***** Dokumentabschnitt

Flächenprämien sind die Gefahr
Der Hauptteil der Subventionen, nämlich drei Viertel des 60 Milliarden Euro schweren EU-Agrarbudgets, fließt als sogenannte Flächenprämien an die Landwirte. Diese Zuschüsse werden pro Hektar und Jahr bewirtschafteter Fläche ausgezahlt. Bis 2010 waren das für bulgarische Bauern 93 Euro, ab 2013 sogar 158 Euro. Von den 295 Millionen, die 2016 insgesamt ausgezahlt wurden, ging fast die Hälfte an sehr wenige Großbetriebe. Von diesen Flächenprämien geht nach Meinung von Magdalene Trapp eine große Gefahr für die Artenvielfalt aus, weil sie einen Anreiz bieten, brachliegende oder bislang ungenutzte landwirtschaftliche Flächen, Lebensraum für Insekten und Vögel, in Äcker umzuwandeln.

**********

Arbeitsauftrag: Setze den Abschnitt über die EU-Flächenprämien für bulgarische Landwirte nach seinem letzten Satz im gleichen Stil fort.

***** Extrahiertes Material

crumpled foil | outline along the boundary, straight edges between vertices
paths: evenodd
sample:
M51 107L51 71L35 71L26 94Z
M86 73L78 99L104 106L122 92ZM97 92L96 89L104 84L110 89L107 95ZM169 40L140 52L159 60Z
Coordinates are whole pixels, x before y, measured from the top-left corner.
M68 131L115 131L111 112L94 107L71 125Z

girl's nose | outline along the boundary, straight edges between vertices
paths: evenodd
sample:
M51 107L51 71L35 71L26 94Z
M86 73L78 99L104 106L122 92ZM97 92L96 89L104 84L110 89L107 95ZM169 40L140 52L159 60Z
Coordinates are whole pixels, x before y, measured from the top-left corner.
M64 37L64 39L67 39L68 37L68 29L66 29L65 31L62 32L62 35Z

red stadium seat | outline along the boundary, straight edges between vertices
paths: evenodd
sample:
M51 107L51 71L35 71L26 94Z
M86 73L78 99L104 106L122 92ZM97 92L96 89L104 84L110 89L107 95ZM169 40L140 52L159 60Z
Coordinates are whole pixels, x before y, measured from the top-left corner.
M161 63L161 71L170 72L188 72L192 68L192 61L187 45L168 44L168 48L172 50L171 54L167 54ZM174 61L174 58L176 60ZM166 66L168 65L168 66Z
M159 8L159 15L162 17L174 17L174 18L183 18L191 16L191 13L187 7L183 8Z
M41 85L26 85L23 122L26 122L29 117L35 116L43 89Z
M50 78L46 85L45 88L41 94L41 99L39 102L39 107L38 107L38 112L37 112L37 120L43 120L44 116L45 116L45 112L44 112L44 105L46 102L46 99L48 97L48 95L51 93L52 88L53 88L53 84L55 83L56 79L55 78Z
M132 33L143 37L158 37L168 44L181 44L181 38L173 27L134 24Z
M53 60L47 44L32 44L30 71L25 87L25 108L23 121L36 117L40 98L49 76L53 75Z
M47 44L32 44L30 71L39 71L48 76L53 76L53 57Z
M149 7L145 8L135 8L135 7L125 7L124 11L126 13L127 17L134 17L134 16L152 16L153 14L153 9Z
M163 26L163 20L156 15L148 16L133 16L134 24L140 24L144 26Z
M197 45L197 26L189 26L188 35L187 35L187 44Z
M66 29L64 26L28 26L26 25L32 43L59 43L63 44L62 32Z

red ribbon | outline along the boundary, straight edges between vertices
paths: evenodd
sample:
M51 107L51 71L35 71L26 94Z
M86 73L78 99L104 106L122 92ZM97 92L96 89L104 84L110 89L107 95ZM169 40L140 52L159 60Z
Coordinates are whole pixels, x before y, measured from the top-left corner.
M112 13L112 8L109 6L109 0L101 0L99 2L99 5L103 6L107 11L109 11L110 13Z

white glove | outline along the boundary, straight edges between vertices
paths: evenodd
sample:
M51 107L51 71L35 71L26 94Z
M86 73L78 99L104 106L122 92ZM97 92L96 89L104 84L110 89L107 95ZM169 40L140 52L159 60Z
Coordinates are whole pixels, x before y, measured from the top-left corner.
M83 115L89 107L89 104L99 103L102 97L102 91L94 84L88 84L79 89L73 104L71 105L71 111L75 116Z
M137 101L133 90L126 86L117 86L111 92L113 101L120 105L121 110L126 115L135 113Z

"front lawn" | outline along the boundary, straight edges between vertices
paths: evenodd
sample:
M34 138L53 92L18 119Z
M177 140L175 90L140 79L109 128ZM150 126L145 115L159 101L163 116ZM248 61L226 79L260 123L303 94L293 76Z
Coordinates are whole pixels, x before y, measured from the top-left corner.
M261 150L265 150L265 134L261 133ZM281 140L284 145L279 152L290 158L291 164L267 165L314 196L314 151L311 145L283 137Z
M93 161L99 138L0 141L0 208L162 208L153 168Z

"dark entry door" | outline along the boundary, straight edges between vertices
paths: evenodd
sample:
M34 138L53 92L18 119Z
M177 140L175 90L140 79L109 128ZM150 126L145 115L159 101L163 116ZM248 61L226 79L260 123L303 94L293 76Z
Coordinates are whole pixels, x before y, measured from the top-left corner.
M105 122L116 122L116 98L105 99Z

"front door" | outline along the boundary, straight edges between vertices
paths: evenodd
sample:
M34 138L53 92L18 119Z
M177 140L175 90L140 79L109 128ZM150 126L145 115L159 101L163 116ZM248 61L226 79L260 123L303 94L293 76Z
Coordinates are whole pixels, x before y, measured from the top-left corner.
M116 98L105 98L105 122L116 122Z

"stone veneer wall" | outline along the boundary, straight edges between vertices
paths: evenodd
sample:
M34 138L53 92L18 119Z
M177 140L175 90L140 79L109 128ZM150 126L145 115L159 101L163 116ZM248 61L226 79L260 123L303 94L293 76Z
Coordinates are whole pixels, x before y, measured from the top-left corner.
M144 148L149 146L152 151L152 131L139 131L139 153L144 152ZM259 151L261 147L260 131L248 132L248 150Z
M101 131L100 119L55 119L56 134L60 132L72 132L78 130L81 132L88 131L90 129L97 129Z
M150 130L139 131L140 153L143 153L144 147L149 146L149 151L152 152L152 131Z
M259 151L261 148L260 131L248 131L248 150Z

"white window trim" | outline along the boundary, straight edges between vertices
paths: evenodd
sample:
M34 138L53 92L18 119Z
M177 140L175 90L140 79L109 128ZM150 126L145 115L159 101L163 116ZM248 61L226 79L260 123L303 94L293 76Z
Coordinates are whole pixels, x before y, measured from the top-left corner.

**********

Ergebnis der Übung:
„Um in den Genuss dieser Einkommenszuschüsse zu kommen, muss das Land offiziell als Ackerland deklariert worden sein. Es gibt aber offenbar Landwirte, die nur etwas anbauen, um die Subventionen zu bekommen, sie haben nie etwas geerntet“, berichtet Trapp.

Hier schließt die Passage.